Extract the line that contains "the green collar" and every line after it through the end of the records below, exactly as written, leaving out any pictures.
────────────────────
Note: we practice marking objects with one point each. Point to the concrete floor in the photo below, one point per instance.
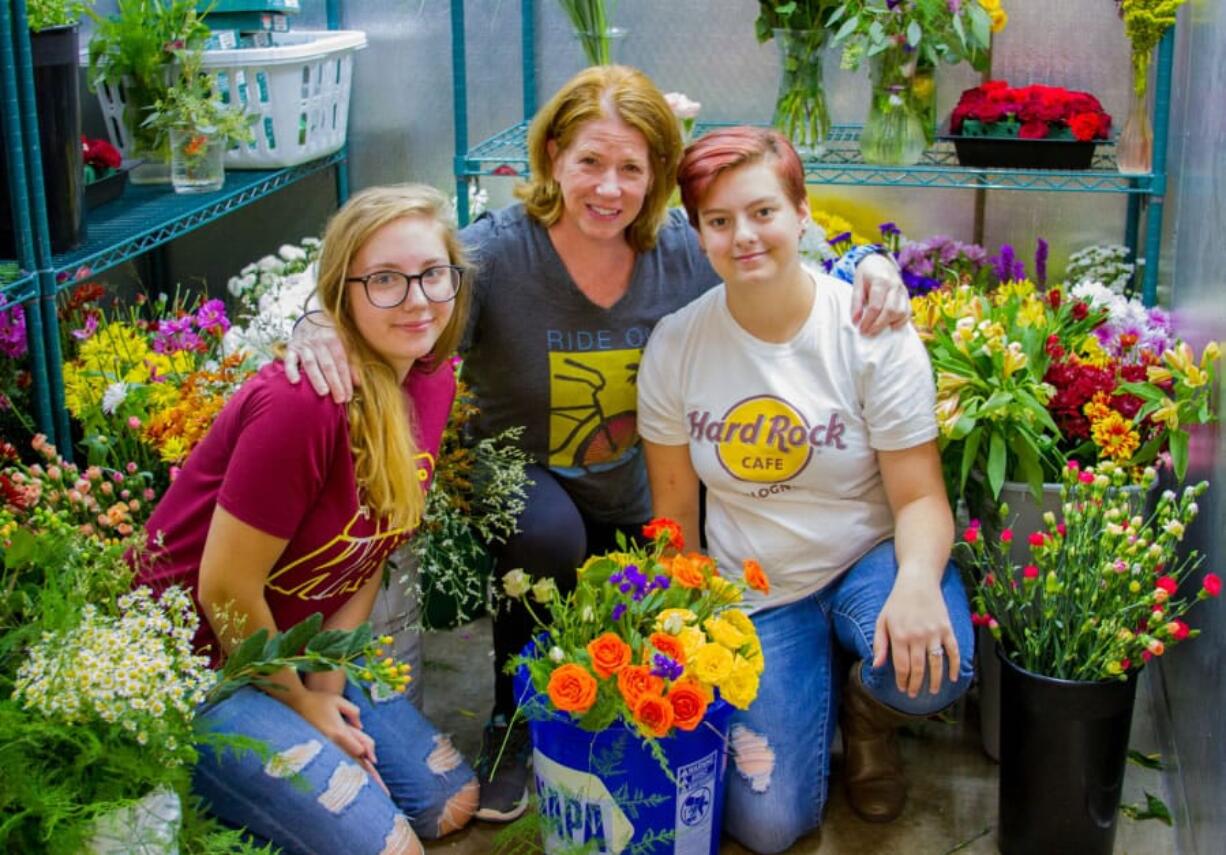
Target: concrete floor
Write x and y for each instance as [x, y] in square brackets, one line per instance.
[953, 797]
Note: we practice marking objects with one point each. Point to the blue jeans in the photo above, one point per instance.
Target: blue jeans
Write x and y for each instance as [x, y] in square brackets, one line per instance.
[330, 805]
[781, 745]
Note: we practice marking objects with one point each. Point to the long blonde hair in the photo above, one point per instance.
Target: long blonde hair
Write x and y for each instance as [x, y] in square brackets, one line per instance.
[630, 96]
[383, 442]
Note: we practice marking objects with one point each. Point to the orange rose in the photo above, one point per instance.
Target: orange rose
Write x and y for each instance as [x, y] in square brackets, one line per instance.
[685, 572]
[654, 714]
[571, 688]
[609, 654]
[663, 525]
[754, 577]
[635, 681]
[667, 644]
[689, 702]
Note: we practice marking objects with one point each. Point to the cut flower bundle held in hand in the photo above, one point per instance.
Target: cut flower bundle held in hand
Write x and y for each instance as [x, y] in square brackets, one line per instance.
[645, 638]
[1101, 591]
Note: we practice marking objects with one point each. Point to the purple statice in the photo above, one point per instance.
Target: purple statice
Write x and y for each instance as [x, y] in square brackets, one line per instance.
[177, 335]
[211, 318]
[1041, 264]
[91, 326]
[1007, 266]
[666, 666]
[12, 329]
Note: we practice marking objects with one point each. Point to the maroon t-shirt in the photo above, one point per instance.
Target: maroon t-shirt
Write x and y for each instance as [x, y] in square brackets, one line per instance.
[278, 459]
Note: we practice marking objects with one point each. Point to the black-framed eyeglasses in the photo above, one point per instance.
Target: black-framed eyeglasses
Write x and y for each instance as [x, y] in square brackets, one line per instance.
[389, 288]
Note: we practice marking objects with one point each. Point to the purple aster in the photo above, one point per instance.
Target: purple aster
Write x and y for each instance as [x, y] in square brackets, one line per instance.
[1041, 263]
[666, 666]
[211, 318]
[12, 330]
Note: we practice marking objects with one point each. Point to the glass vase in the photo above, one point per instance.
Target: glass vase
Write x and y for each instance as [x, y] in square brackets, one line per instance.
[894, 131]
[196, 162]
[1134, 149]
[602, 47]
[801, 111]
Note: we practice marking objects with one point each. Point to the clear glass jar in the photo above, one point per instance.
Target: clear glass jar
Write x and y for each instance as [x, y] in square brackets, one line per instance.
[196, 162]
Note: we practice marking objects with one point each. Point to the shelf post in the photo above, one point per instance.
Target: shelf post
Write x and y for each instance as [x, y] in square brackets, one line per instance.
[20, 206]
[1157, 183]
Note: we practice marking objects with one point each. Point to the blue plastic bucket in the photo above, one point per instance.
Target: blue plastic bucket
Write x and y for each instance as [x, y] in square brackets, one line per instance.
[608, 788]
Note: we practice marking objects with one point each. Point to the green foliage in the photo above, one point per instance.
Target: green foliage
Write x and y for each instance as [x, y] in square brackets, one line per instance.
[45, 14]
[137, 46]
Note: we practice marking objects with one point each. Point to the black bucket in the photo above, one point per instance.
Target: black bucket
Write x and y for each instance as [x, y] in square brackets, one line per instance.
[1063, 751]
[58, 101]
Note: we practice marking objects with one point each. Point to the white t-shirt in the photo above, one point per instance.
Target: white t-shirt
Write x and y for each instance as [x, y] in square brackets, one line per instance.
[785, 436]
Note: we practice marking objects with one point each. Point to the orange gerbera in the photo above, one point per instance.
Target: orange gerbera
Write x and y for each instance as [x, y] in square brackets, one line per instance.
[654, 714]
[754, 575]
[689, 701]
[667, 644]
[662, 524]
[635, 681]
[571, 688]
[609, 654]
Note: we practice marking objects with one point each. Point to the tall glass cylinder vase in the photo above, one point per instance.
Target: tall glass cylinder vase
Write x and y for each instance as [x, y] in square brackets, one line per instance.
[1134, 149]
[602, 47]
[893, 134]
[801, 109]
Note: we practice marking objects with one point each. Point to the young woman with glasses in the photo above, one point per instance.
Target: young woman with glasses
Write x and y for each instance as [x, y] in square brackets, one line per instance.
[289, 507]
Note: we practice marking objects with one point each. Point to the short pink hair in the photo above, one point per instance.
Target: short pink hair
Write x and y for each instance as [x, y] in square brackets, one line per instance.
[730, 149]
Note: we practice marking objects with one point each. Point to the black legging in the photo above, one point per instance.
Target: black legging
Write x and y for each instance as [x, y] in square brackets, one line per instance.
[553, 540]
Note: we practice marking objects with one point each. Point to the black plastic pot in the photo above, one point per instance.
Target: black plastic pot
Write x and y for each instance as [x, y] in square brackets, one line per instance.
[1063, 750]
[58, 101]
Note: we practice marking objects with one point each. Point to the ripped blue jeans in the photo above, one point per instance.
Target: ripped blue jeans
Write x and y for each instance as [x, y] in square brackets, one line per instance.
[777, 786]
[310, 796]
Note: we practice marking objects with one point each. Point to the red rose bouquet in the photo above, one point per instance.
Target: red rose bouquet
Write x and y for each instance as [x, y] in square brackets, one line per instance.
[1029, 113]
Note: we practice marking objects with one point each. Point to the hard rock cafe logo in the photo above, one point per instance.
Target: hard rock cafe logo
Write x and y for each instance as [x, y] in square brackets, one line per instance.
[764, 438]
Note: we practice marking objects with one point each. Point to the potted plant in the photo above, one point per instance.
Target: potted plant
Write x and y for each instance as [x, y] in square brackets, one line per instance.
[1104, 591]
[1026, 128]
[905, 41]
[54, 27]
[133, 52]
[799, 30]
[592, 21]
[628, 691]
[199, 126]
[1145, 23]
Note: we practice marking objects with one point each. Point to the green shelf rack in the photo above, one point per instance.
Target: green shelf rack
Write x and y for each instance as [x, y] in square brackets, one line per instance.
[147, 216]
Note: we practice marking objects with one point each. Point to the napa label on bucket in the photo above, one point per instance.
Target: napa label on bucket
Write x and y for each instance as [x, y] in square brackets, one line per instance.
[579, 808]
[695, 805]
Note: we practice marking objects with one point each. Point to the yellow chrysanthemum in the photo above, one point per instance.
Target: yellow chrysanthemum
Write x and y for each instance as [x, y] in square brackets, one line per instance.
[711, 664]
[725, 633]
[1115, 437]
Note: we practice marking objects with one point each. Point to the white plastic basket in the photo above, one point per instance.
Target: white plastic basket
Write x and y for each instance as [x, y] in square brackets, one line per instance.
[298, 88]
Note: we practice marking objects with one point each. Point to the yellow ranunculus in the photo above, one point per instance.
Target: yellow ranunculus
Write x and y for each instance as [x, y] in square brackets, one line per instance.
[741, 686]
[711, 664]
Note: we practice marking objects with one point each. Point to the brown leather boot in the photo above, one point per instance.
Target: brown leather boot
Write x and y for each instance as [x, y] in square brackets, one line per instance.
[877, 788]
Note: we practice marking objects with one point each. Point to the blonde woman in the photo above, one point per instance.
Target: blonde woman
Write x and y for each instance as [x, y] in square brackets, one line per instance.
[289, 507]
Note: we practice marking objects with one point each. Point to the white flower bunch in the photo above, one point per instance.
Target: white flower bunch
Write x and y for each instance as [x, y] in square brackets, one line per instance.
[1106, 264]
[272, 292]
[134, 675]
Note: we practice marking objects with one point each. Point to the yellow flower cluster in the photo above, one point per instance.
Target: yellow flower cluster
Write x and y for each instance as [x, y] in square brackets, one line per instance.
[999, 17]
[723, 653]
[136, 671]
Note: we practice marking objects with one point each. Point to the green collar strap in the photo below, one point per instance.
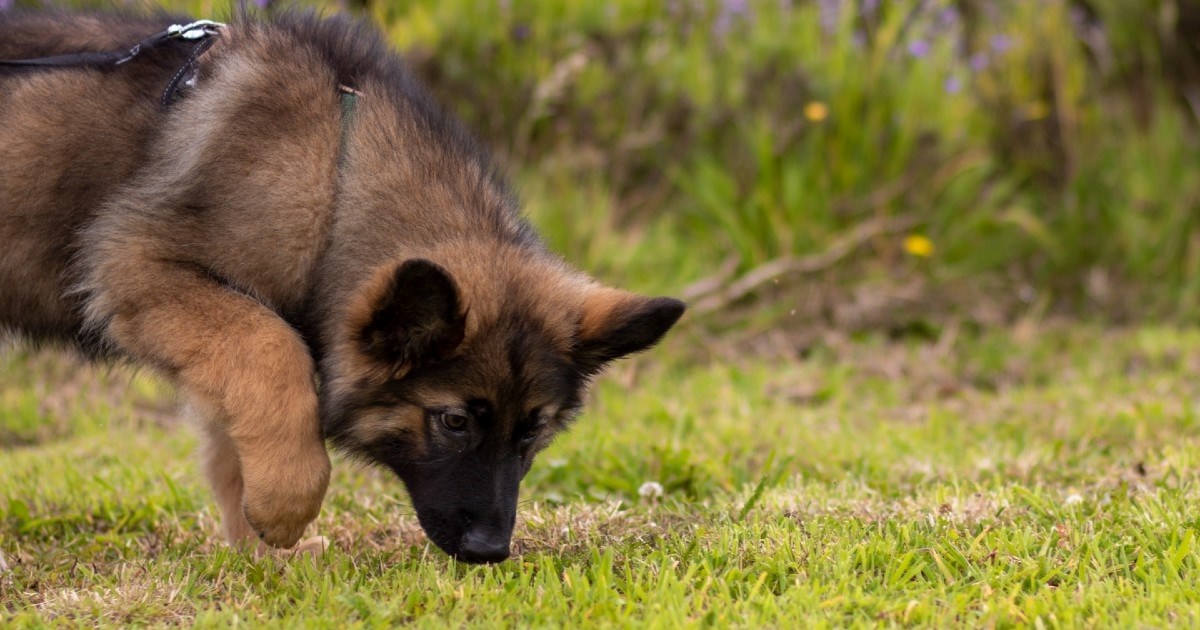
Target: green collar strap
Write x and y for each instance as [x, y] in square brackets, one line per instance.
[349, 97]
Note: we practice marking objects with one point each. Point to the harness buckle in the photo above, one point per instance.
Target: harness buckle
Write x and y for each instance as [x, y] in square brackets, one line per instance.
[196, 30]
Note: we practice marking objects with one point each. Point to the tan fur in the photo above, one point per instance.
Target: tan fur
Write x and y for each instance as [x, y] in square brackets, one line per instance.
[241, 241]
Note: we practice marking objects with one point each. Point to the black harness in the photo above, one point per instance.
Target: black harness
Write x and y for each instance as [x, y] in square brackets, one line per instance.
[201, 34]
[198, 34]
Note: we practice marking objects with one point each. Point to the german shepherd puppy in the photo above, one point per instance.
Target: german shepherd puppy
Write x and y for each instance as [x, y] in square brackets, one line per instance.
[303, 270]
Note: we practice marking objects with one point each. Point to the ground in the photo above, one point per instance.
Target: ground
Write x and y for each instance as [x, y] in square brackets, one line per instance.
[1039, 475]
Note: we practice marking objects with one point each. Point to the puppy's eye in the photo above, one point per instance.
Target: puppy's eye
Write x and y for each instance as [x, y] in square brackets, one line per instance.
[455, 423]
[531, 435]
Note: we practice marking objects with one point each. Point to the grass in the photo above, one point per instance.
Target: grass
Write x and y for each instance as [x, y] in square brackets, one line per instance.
────────────────────
§ **Result below**:
Note: we practice marking objects with one point each. Point to the green collar strap in the photo below, one point per instance.
Target: green collar strap
Write x and y for each instance as [x, y] in square brackets, one line per instance.
[349, 97]
Note: we practice marking objects with one point each. Point to the harness buckle in the photo above, one point per instance.
Target: harness buckle
Write x and y for each instance as [x, y] in square brackets, one line per instance.
[196, 30]
Note: we practice marking objects with one point each. Point to the tan fur in the photo above, one point per instance.
Target: tan fur
Write x and y for each instance as [x, y] in square brackets, one line per instance.
[241, 241]
Note: we practice marking objects with one point each. Point to the black harness in the photo above, one point per instance.
Target: black harness
Write x and y for each instance as [x, y] in square brackets, one line per instance.
[201, 34]
[198, 34]
Note: we practice marking objects with one point each. Point to the german shepherd puppy in the photo above, one point per instance.
Target: german shepherd puppy
Write x and y for each instance as [x, y] in square brackets, one line per instance.
[303, 270]
Note: we practice marking objects with one point each. Point to the ground in the photo above, one point per instance.
Target: ground
Write x and y for each instance as [x, y] in square brackets, one line per instance.
[1039, 475]
Note: we practice marking objects with one point each. Point to the puppy's eye in the photo above, one point per instance.
Target: puppy's eye
Write x and y for each instance as [x, y] in square brackets, one line per instance.
[455, 423]
[531, 435]
Note: we practice marking objects with one point each. Point to the grass in the photo above, one point per instance.
Target: grass
Write x and y for each instance as [x, y] in square brackets, one line per instance.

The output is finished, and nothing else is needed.